**Source text:**
ICAMS / Interdisciplinary Centre for Advanced Materials Simulation


Relaxed incremental variational formulation for damage at large strains with application to fiber-reinforced materials and materials with truss-like microstructures

D. Balzani, M. Ortiz.

International Journal for Numerical Methods in Engineering, 92, 551-570, (2012)

In this paper, an incremental variational formulation for damage at finite strains is presented. The classical continuum damage mechanics serves as a basis where a stress-softening term depending on a scalar-valued damage function is prepended an effective hyperelastic strain energy function, which describes the virtually undamaged material. Because loss of convexity is obtained at some critical deformations, a relaxed incremental stress potential is constructed, which convexifies the original nonconvex problem. The resulting model can be interpreted as the homogenization of a microheterogeneous material bifurcated into a strongly and weakly damaged phase at the microscale. A one-dimensional relaxed formulation is derived, and a model for fiber-reinforced materials based thereon is given. Finally, numerical examples illustrate the performance of the model by showing mesh independency of the model in an extended truss, analyzing a numerically homogenized microtruss material and investigating a fiber-reinforced cantilever beam subject to bending and an overstretched arterial wall. © 2012 John Wiley & Sons, Ltd.

**Material for the task:**
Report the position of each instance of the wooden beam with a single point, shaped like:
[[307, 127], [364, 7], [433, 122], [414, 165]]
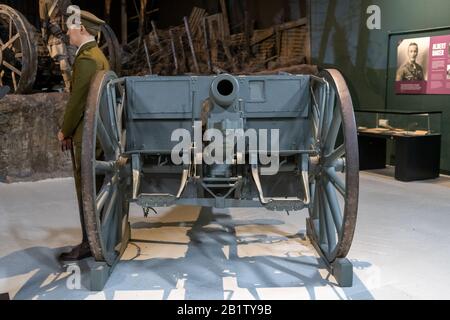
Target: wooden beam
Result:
[[124, 21]]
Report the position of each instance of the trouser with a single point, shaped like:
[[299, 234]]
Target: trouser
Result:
[[78, 186]]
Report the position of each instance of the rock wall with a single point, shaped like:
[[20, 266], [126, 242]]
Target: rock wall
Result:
[[29, 149]]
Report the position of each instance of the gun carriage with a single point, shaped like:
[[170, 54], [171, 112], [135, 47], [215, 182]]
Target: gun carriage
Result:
[[134, 120]]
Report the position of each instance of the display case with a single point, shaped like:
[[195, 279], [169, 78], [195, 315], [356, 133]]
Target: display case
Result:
[[397, 122], [416, 138]]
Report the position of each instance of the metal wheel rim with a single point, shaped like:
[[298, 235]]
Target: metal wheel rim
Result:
[[106, 211], [326, 184], [17, 42]]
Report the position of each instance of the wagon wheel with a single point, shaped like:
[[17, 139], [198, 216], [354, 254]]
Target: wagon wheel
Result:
[[108, 43], [105, 187], [18, 55], [334, 172]]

**Stated exercise 1:** Copy out the entire abstract on damage at large strains, word for word.
**Stated exercise 2:** Reproduce only the stretch of the records from the line containing "Report the position of each instance of the gun" through the line containing "[[397, 122], [416, 138]]", requests included, and offset every coordinate in the answers by adding 84.

**Full response 1:**
ICAMS / Interdisciplinary Centre for Advanced Materials Simulation


Relaxed incremental variational formulation for damage at large strains with application to fiber-reinforced materials and materials with truss-like microstructures

D. Balzani, M. Ortiz.

International Journal for Numerical Methods in Engineering, 92, 551-570, (2012)

In this paper, an incremental variational formulation for damage at finite strains is presented. The classical continuum damage mechanics serves as a basis where a stress-softening term depending on a scalar-valued damage function is prepended an effective hyperelastic strain energy function, which describes the virtually undamaged material. Because loss of convexity is obtained at some critical deformations, a relaxed incremental stress potential is constructed, which convexifies the original nonconvex problem. The resulting model can be interpreted as the homogenization of a microheterogeneous material bifurcated into a strongly and weakly damaged phase at the microscale. A one-dimensional relaxed formulation is derived, and a model for fiber-reinforced materials based thereon is given. Finally, numerical examples illustrate the performance of the model by showing mesh independency of the model in an extended truss, analyzing a numerically homogenized microtruss material and investigating a fiber-reinforced cantilever beam subject to bending and an overstretched arterial wall. © 2012 John Wiley & Sons, Ltd.

**Full response 2:**
Report the position of each instance of the gun carriage with a single point, shaped like:
[[170, 54], [171, 112], [135, 47], [215, 182]]
Target: gun carriage
Result:
[[218, 204]]
Report the position of each instance of the display case with a single point, shaped like:
[[195, 279], [169, 78], [195, 315], [356, 133]]
Target: display case
Result:
[[481, 206], [500, 222]]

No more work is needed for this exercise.